Region pointing data
_ _ _ _
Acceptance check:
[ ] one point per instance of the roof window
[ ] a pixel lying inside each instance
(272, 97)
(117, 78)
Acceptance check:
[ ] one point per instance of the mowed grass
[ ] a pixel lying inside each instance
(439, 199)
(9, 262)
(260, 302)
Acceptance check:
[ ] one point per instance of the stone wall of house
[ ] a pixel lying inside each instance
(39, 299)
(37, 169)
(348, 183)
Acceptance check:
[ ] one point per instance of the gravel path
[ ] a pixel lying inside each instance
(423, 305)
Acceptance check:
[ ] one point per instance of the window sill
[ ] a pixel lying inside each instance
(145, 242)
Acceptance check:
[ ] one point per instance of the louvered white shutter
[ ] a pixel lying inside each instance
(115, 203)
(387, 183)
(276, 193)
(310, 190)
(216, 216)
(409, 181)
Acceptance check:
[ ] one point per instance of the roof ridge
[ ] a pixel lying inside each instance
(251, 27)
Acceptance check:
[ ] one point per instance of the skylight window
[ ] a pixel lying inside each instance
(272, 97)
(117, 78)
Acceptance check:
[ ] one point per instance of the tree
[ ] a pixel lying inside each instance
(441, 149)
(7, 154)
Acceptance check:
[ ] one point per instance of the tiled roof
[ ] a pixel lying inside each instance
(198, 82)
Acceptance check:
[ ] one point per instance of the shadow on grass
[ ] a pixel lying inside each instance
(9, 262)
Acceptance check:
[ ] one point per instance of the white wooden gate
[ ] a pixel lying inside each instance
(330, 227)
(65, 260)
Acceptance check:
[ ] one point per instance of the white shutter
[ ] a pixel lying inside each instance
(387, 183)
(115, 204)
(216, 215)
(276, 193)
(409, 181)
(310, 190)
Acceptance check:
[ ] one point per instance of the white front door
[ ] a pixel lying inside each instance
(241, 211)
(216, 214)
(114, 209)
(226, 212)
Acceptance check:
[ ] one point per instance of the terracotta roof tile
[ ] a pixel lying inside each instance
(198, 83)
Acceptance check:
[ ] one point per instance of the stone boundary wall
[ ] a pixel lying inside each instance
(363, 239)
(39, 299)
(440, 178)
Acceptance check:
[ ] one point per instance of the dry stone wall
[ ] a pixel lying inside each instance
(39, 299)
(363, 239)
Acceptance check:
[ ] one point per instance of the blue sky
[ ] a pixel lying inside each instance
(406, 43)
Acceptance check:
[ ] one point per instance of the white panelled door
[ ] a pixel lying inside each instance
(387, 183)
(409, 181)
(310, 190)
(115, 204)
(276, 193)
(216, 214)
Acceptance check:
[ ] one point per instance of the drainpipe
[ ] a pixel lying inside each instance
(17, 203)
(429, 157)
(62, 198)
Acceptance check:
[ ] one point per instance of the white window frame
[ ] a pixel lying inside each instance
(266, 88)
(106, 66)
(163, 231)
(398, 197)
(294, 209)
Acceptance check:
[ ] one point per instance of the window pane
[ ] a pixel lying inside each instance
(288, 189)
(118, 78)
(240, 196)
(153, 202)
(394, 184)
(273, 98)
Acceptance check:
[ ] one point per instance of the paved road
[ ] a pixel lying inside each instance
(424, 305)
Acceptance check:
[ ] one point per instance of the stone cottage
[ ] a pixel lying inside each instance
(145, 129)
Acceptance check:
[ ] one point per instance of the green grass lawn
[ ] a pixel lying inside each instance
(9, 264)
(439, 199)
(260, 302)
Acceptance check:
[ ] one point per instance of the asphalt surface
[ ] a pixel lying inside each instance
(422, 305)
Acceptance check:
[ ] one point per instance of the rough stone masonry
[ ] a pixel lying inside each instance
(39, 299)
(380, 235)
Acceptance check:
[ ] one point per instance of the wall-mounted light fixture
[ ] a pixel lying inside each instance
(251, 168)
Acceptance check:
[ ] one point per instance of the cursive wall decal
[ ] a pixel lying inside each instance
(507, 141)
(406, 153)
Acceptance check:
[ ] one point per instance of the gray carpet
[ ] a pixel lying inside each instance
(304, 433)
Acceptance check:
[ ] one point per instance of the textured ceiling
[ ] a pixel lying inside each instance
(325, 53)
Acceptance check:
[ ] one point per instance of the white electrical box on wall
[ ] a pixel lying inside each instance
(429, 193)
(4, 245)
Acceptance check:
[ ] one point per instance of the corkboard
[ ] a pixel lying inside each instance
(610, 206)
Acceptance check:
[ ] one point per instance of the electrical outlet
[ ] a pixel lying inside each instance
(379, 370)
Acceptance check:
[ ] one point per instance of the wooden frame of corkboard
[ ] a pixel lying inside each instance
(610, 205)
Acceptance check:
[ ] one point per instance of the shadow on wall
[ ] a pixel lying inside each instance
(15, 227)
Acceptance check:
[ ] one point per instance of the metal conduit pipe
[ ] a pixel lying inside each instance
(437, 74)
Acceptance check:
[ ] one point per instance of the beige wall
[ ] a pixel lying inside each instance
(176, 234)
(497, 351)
_ _ _ _
_WHAT YOU ARE ASKED TO DO_
What is needed is an exact copy of the entries from their first line down to the line with "[ ] one point per instance of the gravel path", that line included, and nothing beyond it.

_FINAL ANSWER_
Acceptance check:
[ ] one point per instance of the roof window
[ ] a pixel lying inside each instance
(272, 97)
(117, 78)
Acceptance check:
[ ] one point per instance of the mowed grass
[ ] a pixel lying inside each instance
(439, 199)
(9, 262)
(260, 302)
Acceptance check:
[ ] one point per instance of the stone wall of house
[ ] a pixel lying inside each instance
(39, 299)
(37, 169)
(348, 183)
Acceptance check:
[ ] one point per instance of the gravel path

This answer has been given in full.